===== Data supplied

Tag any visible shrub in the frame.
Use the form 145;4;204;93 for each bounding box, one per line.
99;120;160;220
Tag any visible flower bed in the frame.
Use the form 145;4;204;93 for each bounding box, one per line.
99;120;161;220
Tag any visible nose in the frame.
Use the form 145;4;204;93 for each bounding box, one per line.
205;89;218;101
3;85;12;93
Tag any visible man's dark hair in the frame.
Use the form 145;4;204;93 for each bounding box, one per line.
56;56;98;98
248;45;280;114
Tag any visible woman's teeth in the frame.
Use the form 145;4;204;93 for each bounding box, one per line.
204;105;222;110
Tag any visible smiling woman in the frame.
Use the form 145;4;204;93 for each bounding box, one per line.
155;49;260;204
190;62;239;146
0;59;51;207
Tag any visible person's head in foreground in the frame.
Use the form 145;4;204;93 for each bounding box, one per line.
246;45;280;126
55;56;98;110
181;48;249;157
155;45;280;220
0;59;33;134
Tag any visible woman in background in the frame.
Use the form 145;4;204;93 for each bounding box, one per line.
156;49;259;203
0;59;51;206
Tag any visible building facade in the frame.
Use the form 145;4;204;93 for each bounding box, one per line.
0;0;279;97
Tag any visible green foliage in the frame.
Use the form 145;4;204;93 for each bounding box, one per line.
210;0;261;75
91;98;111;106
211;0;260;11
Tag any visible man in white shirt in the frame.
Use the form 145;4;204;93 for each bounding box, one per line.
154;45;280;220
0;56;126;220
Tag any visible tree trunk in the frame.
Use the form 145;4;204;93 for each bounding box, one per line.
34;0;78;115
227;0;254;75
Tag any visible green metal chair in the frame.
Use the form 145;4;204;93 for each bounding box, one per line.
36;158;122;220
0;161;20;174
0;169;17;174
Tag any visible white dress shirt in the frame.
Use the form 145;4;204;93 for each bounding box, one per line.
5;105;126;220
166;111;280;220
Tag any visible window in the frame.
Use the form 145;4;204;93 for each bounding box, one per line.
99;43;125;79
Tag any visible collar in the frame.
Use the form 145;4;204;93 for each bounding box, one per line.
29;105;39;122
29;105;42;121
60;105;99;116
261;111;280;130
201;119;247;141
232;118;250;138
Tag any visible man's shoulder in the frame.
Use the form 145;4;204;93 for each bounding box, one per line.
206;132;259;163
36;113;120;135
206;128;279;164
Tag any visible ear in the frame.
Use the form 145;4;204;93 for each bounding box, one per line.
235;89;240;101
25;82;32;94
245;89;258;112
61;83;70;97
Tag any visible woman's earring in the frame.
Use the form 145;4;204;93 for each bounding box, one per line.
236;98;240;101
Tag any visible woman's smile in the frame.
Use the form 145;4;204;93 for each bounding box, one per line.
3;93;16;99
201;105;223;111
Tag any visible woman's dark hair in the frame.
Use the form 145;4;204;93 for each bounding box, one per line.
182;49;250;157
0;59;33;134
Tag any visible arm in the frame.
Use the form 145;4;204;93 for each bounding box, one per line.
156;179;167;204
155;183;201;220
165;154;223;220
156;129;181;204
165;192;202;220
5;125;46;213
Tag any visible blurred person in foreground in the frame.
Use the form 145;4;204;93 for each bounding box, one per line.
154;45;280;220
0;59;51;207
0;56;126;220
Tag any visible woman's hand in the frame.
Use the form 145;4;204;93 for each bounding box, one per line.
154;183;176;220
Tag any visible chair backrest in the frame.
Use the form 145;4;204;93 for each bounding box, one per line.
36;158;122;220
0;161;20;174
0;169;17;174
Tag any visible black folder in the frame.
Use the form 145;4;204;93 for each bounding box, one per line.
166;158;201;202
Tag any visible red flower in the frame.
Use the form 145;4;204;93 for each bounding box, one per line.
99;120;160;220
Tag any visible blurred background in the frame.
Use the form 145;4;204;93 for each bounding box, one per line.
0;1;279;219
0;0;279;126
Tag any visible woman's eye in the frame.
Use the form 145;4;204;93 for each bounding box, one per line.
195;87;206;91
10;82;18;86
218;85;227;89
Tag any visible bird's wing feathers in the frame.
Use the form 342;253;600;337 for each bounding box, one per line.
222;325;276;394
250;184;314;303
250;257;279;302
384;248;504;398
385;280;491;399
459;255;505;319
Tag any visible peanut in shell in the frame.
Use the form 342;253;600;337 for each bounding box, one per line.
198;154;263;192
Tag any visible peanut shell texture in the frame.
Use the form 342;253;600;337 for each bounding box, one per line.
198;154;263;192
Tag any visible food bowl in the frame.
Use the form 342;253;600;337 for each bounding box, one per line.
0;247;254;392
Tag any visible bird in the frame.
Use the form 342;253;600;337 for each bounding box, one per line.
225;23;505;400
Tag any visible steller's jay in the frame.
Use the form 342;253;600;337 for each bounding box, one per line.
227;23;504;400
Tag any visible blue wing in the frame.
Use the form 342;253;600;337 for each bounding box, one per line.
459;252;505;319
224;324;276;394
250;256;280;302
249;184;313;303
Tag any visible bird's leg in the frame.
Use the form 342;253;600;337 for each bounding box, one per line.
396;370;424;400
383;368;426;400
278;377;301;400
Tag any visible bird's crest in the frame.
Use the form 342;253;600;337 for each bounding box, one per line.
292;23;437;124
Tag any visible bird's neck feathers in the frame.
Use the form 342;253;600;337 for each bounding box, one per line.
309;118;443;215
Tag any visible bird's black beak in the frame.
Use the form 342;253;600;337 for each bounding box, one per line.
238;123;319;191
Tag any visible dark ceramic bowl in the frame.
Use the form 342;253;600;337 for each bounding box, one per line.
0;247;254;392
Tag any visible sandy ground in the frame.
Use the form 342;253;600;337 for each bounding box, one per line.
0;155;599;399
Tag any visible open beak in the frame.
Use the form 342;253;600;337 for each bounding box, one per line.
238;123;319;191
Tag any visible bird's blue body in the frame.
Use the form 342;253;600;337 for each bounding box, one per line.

==========

▸ Your assignment
Please find the lines in the data that contain the word "feathers" and copy them.

▸ Task result
Tag any visible bird's wing feathers in the frame.
Tag any visible bird's neck feathers in the frame.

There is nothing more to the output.